Please rewrite the rows from the line that contains "Annotate the yellow" through the line that contains "<point>204,218</point>", requests included, and give only those lines. Shift every point coordinate in the answers up by 87, and leave the numbers in the requests unchanged.

[Stored records start]

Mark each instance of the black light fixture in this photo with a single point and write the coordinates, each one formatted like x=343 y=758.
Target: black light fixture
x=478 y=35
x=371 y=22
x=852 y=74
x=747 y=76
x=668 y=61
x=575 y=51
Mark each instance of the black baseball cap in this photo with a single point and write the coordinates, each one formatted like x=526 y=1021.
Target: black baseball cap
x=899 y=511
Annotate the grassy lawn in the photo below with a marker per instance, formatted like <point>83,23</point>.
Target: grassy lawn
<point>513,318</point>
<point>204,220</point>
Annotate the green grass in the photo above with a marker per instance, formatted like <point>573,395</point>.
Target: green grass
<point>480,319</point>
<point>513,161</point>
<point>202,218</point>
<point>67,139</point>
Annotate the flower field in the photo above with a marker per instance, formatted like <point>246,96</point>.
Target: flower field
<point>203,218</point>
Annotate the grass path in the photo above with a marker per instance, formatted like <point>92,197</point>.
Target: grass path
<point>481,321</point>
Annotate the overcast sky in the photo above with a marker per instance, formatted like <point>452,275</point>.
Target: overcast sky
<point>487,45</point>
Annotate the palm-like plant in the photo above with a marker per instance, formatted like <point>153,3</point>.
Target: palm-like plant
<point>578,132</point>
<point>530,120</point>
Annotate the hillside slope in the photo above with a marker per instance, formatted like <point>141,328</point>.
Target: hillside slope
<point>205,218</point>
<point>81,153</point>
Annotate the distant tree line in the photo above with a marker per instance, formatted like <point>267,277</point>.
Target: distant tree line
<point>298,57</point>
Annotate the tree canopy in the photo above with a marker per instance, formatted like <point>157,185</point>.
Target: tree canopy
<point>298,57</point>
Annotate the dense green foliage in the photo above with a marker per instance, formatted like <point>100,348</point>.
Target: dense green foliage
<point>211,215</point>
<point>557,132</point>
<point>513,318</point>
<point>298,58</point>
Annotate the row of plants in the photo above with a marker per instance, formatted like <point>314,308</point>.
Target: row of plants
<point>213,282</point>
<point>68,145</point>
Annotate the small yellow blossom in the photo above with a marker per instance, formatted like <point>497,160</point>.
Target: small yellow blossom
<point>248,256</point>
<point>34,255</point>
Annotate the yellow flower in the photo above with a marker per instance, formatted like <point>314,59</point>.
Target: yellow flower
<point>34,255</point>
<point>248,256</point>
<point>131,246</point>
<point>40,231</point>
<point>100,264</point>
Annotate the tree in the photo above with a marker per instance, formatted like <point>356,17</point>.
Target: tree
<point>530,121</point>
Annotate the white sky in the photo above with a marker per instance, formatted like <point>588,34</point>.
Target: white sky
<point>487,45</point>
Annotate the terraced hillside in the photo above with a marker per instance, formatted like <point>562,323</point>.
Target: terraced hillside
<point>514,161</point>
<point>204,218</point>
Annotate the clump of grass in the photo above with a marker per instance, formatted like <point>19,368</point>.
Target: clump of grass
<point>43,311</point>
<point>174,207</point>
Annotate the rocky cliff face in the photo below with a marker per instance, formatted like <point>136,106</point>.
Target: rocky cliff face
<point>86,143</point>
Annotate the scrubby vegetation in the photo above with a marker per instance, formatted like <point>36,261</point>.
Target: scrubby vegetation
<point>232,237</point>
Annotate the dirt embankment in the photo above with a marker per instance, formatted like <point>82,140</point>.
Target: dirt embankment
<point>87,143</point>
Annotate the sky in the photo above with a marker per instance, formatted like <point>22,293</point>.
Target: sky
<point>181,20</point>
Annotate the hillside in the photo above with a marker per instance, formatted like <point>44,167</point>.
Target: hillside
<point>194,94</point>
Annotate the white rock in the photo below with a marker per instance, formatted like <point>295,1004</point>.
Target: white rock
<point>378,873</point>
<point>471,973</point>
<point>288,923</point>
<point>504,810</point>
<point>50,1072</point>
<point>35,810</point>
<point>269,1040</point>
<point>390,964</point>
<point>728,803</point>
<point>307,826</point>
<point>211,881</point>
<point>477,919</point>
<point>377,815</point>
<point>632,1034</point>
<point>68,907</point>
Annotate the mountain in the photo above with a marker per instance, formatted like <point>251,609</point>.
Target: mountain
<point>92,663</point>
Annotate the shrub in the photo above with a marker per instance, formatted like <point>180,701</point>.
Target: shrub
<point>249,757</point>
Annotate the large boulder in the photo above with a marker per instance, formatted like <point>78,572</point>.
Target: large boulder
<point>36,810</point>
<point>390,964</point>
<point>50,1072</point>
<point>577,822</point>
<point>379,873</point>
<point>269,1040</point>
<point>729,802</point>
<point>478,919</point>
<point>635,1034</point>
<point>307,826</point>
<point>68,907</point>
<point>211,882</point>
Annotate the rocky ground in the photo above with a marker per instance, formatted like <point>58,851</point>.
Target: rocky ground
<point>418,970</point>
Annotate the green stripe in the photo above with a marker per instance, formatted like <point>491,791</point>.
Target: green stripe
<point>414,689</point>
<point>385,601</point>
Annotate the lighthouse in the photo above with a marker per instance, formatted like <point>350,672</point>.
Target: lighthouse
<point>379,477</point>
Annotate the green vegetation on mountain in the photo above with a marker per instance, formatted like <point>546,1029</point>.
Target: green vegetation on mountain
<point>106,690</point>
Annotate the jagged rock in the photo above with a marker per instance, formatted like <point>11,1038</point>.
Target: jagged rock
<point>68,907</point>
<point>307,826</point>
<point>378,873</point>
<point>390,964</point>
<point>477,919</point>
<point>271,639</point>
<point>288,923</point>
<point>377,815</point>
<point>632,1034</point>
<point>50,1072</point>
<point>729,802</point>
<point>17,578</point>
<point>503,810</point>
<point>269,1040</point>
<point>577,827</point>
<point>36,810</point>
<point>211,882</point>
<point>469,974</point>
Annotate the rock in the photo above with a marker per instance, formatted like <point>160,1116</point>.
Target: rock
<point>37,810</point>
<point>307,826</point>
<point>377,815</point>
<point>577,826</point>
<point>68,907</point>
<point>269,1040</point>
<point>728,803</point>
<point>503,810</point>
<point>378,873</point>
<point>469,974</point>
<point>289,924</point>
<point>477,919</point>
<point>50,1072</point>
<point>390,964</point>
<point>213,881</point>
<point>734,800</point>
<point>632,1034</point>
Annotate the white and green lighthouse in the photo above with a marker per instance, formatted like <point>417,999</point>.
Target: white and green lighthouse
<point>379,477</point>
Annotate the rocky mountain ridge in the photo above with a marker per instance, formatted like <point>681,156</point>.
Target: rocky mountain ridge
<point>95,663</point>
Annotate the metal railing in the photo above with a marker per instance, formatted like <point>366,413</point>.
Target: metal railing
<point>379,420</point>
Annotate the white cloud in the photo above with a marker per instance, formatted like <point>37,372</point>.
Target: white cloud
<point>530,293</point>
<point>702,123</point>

[Stored records end]

**Full response:**
Annotate the yellow flower in the photo above with a marker per instance, formatted like <point>314,59</point>.
Target: yellow flower
<point>121,342</point>
<point>335,343</point>
<point>218,333</point>
<point>127,318</point>
<point>187,351</point>
Annotate the tree in the photo above with a marker per instance, formatted like <point>356,17</point>.
Target: tree
<point>617,208</point>
Annotate the white sky in the photo above with a marker per instance, formatted like <point>588,34</point>.
Target: white sky
<point>574,132</point>
Annotate the terraced hillside in the photo above with a marker per instance, formatted like <point>562,323</point>.
Target: terraced hillside
<point>601,248</point>
<point>291,305</point>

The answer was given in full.